*AIM OF THE TASK*
Retype the listing exactly, so that the copy matches it line for line.

*DATA SHOWN*
= = = =

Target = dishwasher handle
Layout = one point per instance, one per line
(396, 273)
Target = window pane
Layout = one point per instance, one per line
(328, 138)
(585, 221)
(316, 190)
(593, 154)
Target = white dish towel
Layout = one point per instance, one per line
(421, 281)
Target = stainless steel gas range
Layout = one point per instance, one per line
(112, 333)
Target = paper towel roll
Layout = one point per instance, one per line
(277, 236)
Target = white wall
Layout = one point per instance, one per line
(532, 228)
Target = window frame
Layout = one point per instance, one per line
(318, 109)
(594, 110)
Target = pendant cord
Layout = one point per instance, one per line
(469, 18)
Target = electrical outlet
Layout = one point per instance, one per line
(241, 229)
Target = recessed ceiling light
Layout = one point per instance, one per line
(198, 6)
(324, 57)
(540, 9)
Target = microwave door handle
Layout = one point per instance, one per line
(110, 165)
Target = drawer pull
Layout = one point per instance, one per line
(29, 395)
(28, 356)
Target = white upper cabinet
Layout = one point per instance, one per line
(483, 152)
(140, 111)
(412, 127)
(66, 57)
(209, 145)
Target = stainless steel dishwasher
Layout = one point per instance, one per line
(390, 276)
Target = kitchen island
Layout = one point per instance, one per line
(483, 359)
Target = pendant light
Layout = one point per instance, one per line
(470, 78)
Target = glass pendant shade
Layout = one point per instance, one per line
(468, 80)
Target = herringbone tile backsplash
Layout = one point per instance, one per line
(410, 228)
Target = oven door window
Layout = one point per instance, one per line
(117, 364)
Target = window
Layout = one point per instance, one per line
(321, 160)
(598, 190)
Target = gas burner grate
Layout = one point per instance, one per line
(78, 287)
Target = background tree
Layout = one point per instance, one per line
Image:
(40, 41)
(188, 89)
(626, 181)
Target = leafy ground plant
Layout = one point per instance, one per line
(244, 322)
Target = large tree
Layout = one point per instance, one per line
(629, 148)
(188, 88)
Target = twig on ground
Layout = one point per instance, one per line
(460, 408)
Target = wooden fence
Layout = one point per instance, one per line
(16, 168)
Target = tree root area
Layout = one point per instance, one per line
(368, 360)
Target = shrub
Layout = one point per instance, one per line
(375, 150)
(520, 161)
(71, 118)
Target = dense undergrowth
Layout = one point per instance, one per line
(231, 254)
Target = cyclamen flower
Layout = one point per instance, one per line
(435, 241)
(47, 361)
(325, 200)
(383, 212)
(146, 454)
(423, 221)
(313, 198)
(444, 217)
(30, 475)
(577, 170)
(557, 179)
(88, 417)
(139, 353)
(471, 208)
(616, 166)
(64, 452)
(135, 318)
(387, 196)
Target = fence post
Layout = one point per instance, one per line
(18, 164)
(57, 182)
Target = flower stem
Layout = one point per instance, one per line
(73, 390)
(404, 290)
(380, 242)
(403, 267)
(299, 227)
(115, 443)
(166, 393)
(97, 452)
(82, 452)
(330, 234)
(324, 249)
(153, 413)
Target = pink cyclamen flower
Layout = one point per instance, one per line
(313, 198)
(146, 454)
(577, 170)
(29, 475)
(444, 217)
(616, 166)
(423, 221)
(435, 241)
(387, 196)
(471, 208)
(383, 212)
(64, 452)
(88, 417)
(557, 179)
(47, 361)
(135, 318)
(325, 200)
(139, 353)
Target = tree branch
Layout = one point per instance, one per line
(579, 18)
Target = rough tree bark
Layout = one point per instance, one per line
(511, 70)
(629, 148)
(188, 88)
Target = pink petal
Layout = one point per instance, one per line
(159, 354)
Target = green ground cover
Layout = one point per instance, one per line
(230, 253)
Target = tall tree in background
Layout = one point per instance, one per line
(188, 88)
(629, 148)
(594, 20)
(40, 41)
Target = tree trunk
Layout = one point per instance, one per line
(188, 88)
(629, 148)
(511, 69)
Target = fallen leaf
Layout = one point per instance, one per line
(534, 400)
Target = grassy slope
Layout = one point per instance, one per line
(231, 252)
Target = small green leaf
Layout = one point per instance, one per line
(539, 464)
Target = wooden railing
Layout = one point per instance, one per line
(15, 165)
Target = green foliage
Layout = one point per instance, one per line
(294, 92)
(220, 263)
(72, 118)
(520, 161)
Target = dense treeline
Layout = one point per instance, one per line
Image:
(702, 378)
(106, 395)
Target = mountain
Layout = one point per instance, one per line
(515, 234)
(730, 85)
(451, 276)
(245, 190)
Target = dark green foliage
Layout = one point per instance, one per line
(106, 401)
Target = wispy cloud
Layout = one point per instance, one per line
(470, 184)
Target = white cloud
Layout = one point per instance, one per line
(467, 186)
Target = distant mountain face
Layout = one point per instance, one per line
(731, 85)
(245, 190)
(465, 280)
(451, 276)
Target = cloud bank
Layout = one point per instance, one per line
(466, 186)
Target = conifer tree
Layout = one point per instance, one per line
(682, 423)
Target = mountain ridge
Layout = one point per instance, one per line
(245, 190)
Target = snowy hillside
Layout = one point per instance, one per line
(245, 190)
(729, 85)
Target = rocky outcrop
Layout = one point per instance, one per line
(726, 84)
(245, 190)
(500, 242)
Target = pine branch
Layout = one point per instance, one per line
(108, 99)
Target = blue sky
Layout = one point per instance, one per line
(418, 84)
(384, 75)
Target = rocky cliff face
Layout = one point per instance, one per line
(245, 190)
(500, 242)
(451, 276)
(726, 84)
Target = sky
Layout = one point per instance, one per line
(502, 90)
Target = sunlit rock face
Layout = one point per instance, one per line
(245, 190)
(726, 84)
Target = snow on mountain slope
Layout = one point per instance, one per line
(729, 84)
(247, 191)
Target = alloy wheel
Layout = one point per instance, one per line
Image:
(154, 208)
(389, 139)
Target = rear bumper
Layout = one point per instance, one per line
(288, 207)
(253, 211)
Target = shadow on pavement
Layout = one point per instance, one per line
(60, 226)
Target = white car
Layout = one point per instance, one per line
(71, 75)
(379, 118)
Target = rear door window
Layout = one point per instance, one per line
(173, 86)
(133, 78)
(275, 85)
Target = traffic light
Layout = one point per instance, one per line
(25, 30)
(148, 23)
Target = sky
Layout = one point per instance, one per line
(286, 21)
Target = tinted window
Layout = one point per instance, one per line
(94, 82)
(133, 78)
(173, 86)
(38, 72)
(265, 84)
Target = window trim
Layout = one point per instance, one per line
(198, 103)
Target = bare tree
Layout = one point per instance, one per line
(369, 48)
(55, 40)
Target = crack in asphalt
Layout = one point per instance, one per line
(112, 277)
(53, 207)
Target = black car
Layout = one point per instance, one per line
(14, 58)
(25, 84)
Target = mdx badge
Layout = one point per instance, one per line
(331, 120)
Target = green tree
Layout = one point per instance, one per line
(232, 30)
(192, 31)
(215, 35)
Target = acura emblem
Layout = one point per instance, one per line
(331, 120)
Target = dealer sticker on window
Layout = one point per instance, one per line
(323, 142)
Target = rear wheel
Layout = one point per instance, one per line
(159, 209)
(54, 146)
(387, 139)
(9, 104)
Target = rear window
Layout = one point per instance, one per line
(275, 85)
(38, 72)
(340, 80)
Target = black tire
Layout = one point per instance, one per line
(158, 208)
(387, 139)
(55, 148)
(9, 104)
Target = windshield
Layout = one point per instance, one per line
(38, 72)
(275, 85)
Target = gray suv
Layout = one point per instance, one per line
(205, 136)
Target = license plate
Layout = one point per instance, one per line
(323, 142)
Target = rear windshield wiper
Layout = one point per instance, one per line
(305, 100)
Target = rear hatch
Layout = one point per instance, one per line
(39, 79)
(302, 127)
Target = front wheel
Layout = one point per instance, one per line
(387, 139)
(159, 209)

= = = =

*EXERCISE ANSWER*
Target = dishwasher handle
Layout = one point per instance, one per line
(396, 273)
Target = window pane
Layout = one point per instance, one per line
(328, 138)
(585, 221)
(316, 190)
(593, 154)
Target = white dish towel
Layout = one point per instance, one per line
(421, 281)
Target = stainless steel gas range
Layout = one point per instance, one per line
(112, 333)
Target = paper towel roll
Layout = one point per instance, one per line
(277, 236)
Target = white wall
Layout = one point per instance, one per line
(532, 228)
Target = window frame
Layout = one point per instance, one per line
(318, 109)
(594, 110)
Target = pendant cord
Layout = one point per instance, one per line
(469, 18)
Target = electrical outlet
Layout = one point per instance, one per line
(241, 229)
Target = recessed ceiling light
Layout = one point per instance, one per line
(198, 6)
(324, 57)
(540, 9)
Target = microwave door handle
Layout = one point per instance, one per line
(110, 165)
Target = drawer pull
Layout = one point per instance, one per line
(29, 395)
(28, 356)
Target = white upper cabinet
Layout = one point per instance, one per line
(483, 152)
(140, 111)
(412, 127)
(66, 57)
(209, 145)
Target = stainless steel dishwasher
Layout = one point per instance, one per line
(390, 276)
Target = kitchen island
Layout = one point per instance, one per line
(483, 359)
Target = pendant light
Layout = one point per instance, one per line
(470, 78)
Target = glass pendant shade
Layout = one point per instance, one per line
(468, 80)
Target = herringbone tile backsplash
Layout = one point per instance, one per line
(410, 228)
Target = oven door window
Layout = one point per instance, one per line
(117, 364)
Target = window
Layout = one point per instance, one per line
(321, 160)
(598, 190)
Target = gas burner grate
Layout = one point per instance, one per line
(78, 287)
Target = background tree
Layout = one point per instance, one per line
Image:
(40, 41)
(188, 89)
(626, 181)
Target = leafy ground plant
Layout = one point per instance, one per line
(244, 322)
Target = large tree
Layout = one point per instance, one per line
(629, 148)
(188, 88)
Target = twig on ground
Layout = one point per instance, one per line
(460, 408)
Target = wooden fence
Layout = one point per instance, one per line
(16, 168)
Target = tree root area
Layout = one point per instance, one per line
(368, 360)
Target = shrub
Layout = one point per instance, one per line
(375, 150)
(520, 161)
(71, 118)
Target = dense undergrowth
Layout = one point per instance, one per line
(231, 254)
Target = cyclamen flower
Layout = one point per instance, one per line
(435, 241)
(47, 361)
(325, 200)
(383, 212)
(146, 454)
(423, 221)
(313, 198)
(444, 217)
(30, 475)
(577, 170)
(557, 179)
(88, 417)
(139, 353)
(471, 208)
(616, 166)
(64, 452)
(135, 318)
(387, 196)
Target = fence post
Layout = one point per instance, one per line
(18, 164)
(57, 182)
Target = flower stem
Layout = one point per instance, one per line
(73, 390)
(404, 290)
(380, 242)
(403, 267)
(299, 227)
(115, 443)
(166, 393)
(97, 452)
(82, 452)
(330, 234)
(324, 249)
(153, 413)
Target = pink cyclamen flower
Layout = one point per instance, one per line
(313, 198)
(146, 454)
(577, 170)
(29, 475)
(444, 217)
(616, 166)
(423, 221)
(435, 241)
(387, 196)
(471, 208)
(383, 212)
(64, 452)
(88, 417)
(557, 179)
(47, 361)
(135, 318)
(325, 200)
(139, 353)
Target = tree branch
Layout = one point per instance, one per line
(579, 18)
Target = rough tree bark
Layout = one point per instance, one per line
(511, 70)
(629, 148)
(188, 88)
Target = pink petal
Layout = one point per instance, one per line
(159, 354)
Target = green ground cover
Layout = one point per instance, one per line
(230, 253)
Target = tall tree in background
Layout = one point per instance, one per line
(188, 88)
(629, 148)
(594, 20)
(40, 41)
Target = tree trunk
Layout = one point per instance, one per line
(188, 88)
(629, 148)
(511, 69)
Target = fallen leaf
Layout = one point per instance, one per line
(534, 400)
Target = grassy slope
Layout = one point per instance, one per line
(231, 252)
Target = small green leaf
Layout = one point per instance, one per line
(539, 464)
Target = wooden railing
Layout = one point per instance, one per line
(15, 165)
Target = green foliage
Layout = one point per instance, one per line
(294, 92)
(220, 263)
(72, 118)
(520, 161)
Target = dense treeline
Layout = one point per instance, one per line
Image:
(702, 378)
(106, 395)
Target = mountain
Layout = one point per instance, one per line
(515, 234)
(730, 85)
(451, 276)
(245, 190)
Target = dark green foliage
Layout = one point per instance, one per line
(106, 401)
Target = wispy cloud
Layout = one point per instance, one per line
(470, 184)
Target = white cloud
Layout = one point per instance, one per line
(467, 186)
Target = distant mountain face
Layout = one point per instance, one per line
(731, 85)
(245, 190)
(465, 280)
(451, 276)
Target = cloud bank
Layout = one point per instance, one per line
(466, 186)
Target = conifer tree
Layout = one point per instance, one per line
(682, 423)
Target = mountain ridge
Layout = one point per instance, one per line
(245, 190)
Target = snowy hillside
Layout = one point per instance, one per line
(245, 190)
(729, 85)
Target = rocky outcrop
Layout = one point per instance, one per line
(726, 84)
(245, 190)
(500, 242)
Target = pine branch
Layout = one point per instance, one per line
(108, 99)
Target = blue sky
Layout = one point per instance, one per line
(418, 84)
(384, 75)
Target = rocky cliff face
Layout = one point per instance, one per line
(245, 190)
(500, 242)
(451, 276)
(726, 84)
Target = sky
Layout = one point per instance, one per line
(502, 90)
Target = sunlit rock face
Layout = one point per instance, one per line
(245, 190)
(726, 84)
Target = snow on mountain slope
Layout = one point per instance, one per line
(729, 84)
(247, 191)
Target = alloy wheel
Layout = one point per instance, one per line
Image:
(154, 208)
(389, 139)
Target = rear bumper
Layout = one point per instance, one per line
(288, 207)
(253, 211)
Target = shadow on pavement
Layout = one point per instance, one per line
(60, 226)
Target = white car
Layout = one point per instance, one per line
(71, 75)
(379, 118)
Target = rear door window
Layout = one point per instance, one per line
(173, 86)
(133, 78)
(275, 85)
Target = traffic light
Layout = one point per instance, one per line
(25, 30)
(148, 23)
Target = sky
Layout = one point per instance, one per line
(286, 21)
Target = tinted window
Layout = one point per instance, one per line
(94, 82)
(133, 78)
(173, 86)
(38, 72)
(265, 84)
Target = window trim
Layout = one point per instance, one per line
(198, 103)
Target = bare tree
Layout = one point per instance, one per line
(369, 48)
(55, 40)
Target = crack in asphalt
Layout = one point per instance, one per line
(112, 277)
(53, 207)
Target = black car
Layout = one point per instance, one per line
(14, 58)
(25, 84)
Target = mdx badge
Layout = one point per instance, one per line
(331, 120)
Target = green tree
Layout = one point per instance, one per line
(232, 30)
(192, 31)
(215, 35)
Target = acura emblem
Layout = one point per instance, one per line
(331, 120)
Target = dealer sticker on window
Layout = one point per instance, one per line
(323, 142)
Target = rear wheel
Layout = one point per instance, one per line
(159, 209)
(54, 146)
(387, 139)
(9, 104)
Target = rear window
Layout = one point per instance, one per line
(275, 85)
(38, 72)
(340, 80)
Target = black tire
Layout = one point per instance, one per line
(158, 208)
(387, 139)
(55, 148)
(9, 104)
Target = windshield
Layout = one point per instance, one per line
(38, 72)
(275, 85)
Target = gray suv
Layout = one point per instance, one per line
(205, 136)
Target = license plate
Layout = one point per instance, one per line
(323, 142)
Target = rear windshield wiper
Layout = one point per instance, one per line
(305, 100)
Target = rear hatch
Layout = one point per instance, one per line
(39, 79)
(302, 127)
Target = front wheel
Layout = one point per instance, one per line
(387, 139)
(159, 209)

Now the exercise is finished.